DATA PROVIDED.
=-=-=

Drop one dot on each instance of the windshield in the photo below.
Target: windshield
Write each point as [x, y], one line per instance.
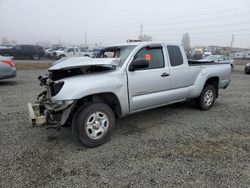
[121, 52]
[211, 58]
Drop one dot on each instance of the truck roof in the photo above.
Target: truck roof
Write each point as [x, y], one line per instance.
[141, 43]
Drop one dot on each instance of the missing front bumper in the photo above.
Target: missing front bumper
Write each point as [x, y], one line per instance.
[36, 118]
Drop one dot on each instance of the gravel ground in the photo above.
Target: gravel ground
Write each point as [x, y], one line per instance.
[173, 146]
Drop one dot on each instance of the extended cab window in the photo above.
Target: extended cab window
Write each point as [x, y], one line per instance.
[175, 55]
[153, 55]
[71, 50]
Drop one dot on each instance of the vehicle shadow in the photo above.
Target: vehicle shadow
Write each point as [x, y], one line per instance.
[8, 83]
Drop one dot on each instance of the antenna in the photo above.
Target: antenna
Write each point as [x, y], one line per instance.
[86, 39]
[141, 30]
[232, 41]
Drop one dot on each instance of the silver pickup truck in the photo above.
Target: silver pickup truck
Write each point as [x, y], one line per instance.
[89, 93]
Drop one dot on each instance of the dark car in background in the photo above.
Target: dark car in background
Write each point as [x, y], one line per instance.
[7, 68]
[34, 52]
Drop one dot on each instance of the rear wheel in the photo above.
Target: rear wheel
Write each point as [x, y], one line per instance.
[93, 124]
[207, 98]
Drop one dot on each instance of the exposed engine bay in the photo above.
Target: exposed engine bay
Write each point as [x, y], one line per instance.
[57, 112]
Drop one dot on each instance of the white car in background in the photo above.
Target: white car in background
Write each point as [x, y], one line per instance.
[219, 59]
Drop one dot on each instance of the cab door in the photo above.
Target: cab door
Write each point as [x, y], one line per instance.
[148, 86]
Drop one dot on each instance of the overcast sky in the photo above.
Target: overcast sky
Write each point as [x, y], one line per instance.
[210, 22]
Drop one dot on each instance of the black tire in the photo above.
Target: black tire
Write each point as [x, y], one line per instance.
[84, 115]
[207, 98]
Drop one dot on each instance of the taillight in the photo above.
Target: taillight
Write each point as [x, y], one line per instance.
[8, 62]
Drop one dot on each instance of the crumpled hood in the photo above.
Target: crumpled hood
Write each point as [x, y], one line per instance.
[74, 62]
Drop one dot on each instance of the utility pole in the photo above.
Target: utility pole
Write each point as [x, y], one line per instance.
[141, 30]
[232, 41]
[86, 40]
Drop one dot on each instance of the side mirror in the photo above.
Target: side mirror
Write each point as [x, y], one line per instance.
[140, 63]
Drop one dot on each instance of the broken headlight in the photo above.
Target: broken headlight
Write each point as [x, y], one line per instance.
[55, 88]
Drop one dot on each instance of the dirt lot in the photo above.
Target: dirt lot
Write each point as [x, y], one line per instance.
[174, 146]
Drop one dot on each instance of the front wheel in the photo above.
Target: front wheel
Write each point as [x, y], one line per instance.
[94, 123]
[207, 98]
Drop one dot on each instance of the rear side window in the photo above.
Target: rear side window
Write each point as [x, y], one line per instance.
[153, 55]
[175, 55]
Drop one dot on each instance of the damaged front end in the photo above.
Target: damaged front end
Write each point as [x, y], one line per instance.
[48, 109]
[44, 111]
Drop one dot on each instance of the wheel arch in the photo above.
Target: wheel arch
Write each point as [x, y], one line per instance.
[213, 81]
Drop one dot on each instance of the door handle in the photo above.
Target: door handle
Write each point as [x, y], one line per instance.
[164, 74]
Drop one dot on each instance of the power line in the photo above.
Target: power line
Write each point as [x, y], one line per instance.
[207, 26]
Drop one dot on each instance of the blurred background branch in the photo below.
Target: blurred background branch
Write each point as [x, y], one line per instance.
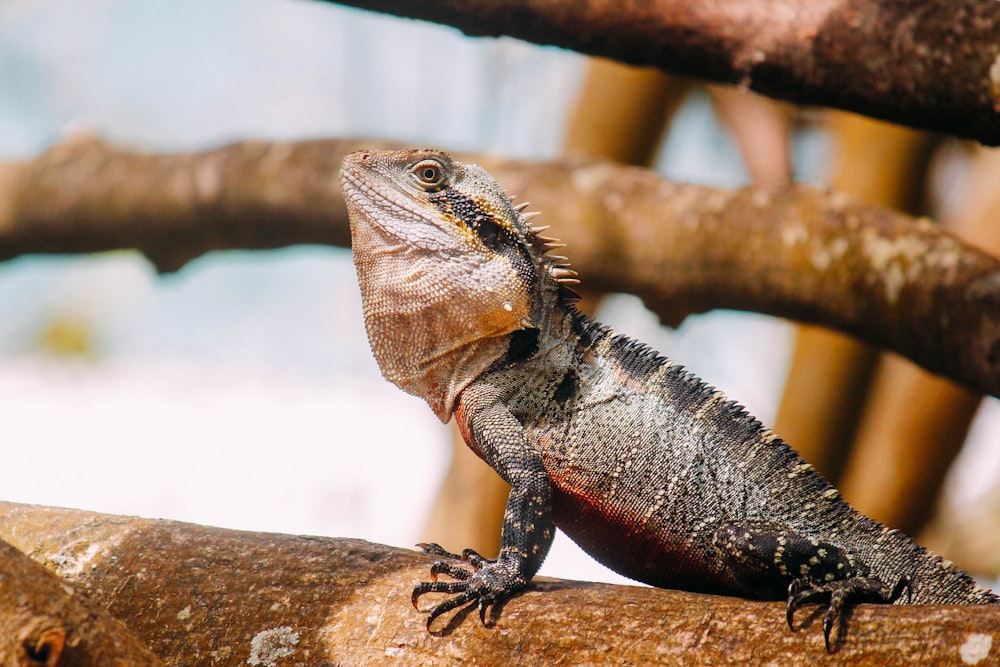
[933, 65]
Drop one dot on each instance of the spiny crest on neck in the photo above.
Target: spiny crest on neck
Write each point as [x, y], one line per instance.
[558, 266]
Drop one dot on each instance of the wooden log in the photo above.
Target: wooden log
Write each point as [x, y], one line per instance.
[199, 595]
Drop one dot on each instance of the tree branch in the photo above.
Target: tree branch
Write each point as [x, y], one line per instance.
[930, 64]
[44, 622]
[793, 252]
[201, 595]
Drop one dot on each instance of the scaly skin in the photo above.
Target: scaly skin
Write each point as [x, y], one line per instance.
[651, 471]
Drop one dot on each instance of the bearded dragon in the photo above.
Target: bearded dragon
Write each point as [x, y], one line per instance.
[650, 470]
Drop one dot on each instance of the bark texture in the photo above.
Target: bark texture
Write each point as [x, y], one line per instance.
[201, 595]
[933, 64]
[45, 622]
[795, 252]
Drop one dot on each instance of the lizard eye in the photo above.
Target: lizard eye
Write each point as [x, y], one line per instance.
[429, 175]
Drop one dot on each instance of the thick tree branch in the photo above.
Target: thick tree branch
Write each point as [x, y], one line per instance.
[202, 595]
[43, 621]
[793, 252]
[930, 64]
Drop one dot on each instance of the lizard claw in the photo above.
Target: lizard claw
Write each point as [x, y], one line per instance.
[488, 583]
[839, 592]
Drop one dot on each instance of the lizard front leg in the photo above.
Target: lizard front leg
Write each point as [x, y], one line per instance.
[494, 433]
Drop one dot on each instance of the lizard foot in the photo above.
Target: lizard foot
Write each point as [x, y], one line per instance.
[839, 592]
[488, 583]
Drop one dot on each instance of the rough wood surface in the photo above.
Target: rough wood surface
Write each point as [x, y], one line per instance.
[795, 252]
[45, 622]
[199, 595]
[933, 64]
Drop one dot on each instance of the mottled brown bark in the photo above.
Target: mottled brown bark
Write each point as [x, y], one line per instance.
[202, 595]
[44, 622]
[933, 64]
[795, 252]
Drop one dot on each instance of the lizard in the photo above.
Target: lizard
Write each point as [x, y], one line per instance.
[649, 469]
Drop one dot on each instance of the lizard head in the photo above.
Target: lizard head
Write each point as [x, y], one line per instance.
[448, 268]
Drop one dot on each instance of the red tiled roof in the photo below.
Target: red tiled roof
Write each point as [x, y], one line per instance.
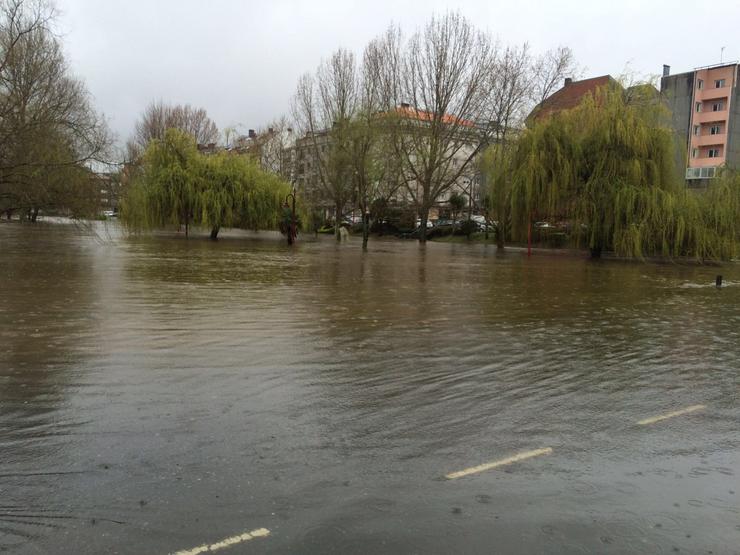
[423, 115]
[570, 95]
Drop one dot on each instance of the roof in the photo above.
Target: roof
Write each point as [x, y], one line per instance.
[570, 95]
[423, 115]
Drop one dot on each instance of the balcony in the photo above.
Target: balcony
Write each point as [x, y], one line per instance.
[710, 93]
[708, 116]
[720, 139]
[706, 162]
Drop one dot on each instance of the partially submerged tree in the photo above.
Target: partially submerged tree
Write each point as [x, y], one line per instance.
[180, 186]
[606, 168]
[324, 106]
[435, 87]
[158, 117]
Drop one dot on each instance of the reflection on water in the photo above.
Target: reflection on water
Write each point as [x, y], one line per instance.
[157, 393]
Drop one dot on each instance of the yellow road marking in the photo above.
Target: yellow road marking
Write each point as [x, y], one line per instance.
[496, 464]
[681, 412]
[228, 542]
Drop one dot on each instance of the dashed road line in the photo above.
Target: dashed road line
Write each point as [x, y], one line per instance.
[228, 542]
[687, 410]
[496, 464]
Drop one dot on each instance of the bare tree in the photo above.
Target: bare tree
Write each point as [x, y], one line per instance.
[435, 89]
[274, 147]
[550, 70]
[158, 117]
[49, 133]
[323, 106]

=-=-=

WORK REQUIRED. Starting at the line containing "Drop one dot on each instance of the lizard head" and ending at the final line of the records, reproduce every line in full, increasing each x and y coordinate in the answer points by 104. Leave the pictures out of your answer.

EXERCISE OUTPUT.
Drop one dot on each instance of the lizard head in the photo above.
Target: lizard head
Write each point as [x, y], one line per instance.
[552, 372]
Drop one dot on each instance of the red tiled roof in the photo below.
Target: red tiled roof
Write each point as [x, y], one line per instance.
[527, 219]
[674, 199]
Drop one dot on each instance of the roof in the photo above.
Target: roof
Write each point as [x, y], one line per instance.
[674, 199]
[527, 219]
Drop one dot on each instance of the balcony in the photo above.
Target: balcony
Write each point as [x, y], one line per instance.
[814, 197]
[812, 220]
[824, 243]
[810, 266]
Drop one dot on each instance of the partially submerged tree in the photo above.
Target: partially submerged tree
Write each point as [x, y], one line per instance.
[284, 290]
[710, 272]
[428, 210]
[539, 191]
[262, 221]
Drop one dot on each instance of the reflection on water in the photo above.
Target: reflection on water
Write each point as [x, y], one line per instance.
[261, 497]
Drop one dot on each instance of the yellow road marking in the photo above.
Target: yellow road marking
Write each point as [x, y], one line per instance.
[600, 568]
[785, 516]
[332, 646]
Drop one dot on each instance of the dashed road line in the photo above.
Target: dashed road line
Write each point as [x, y], one line per instance.
[332, 646]
[791, 514]
[600, 568]
Drop one dot on each instance of the bare tree in the photo above.
Target: bare tree
Write each point as [x, y], one line per instance.
[539, 193]
[378, 251]
[654, 174]
[262, 221]
[153, 237]
[427, 210]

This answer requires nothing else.